## [SOURCE TEXT]
This exercise in naming leads, I believe, to a number of conclusions about literary works of art.

One is that the word Work conveys both a singular and a plural meaning. A work is one thing: all the Versions of Henry James's Roderick Hudson are subsumed under this one title. Simultaneously a work is a thing of internal diversity. It exists wherever a copy of the work exists. Each copy is a more or less accurate representation of one Version of the Work.[56]

Another conclusion is that attempts to repair or restore original or pure texts of a work or to revise and improve them tend to proliferate texts rather than to refine them. If one thinks of proliferating refined copies, one must remember not only that the "unrefined" copies have not been changed but that, by the unities of Material, Time, and perhaps Function, the refined copies represent new and therefore different Material Texts, complete with all that that entails.

(Pointing rows)
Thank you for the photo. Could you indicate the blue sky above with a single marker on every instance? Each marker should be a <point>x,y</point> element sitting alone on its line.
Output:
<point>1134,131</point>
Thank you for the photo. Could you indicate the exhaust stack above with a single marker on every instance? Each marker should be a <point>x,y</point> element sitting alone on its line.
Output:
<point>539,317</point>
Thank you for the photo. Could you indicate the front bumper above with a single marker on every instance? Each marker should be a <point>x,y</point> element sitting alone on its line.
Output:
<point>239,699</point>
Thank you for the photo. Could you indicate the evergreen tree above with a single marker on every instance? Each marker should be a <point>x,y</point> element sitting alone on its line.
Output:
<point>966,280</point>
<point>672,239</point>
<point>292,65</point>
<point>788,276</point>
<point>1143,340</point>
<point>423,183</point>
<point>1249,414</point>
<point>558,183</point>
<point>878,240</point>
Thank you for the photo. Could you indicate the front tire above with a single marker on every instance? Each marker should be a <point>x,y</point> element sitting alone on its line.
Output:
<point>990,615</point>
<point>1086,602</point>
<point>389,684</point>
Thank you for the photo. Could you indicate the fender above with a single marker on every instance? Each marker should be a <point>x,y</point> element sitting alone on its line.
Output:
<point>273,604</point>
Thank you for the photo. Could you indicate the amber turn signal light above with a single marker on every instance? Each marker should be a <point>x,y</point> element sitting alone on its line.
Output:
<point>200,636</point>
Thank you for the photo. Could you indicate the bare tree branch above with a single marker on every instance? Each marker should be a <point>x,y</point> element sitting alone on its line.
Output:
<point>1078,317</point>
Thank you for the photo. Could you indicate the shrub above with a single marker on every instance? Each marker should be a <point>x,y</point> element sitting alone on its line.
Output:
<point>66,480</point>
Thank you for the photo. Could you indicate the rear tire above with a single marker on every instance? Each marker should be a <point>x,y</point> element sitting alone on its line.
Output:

## [WRITTEN EXERCISE]
From the passage on literary works, reproduce the text starting at "One is that" and ending at "that that entails.", switching "copies" to "exemplars".

## [PROBLEM SOLUTION]
One is that the word Work conveys both a singular and a plural meaning. A work is one thing: all the Versions of Henry James's Roderick Hudson are subsumed under this one title. Simultaneously a work is a thing of internal diversity. It exists wherever a copy of the work exists. Each copy is a more or less accurate representation of one Version of the Work.[56]

Another conclusion is that attempts to repair or restore original or pure texts of a work or to revise and improve them tend to proliferate texts rather than to refine them. If one thinks of proliferating refined exemplars, one must remember not only that the "unrefined" exemplars have not been changed but that, by the unities of Material, Time, and perhaps Function, the refined exemplars represent new and therefore different Material Texts, complete with all that that entails.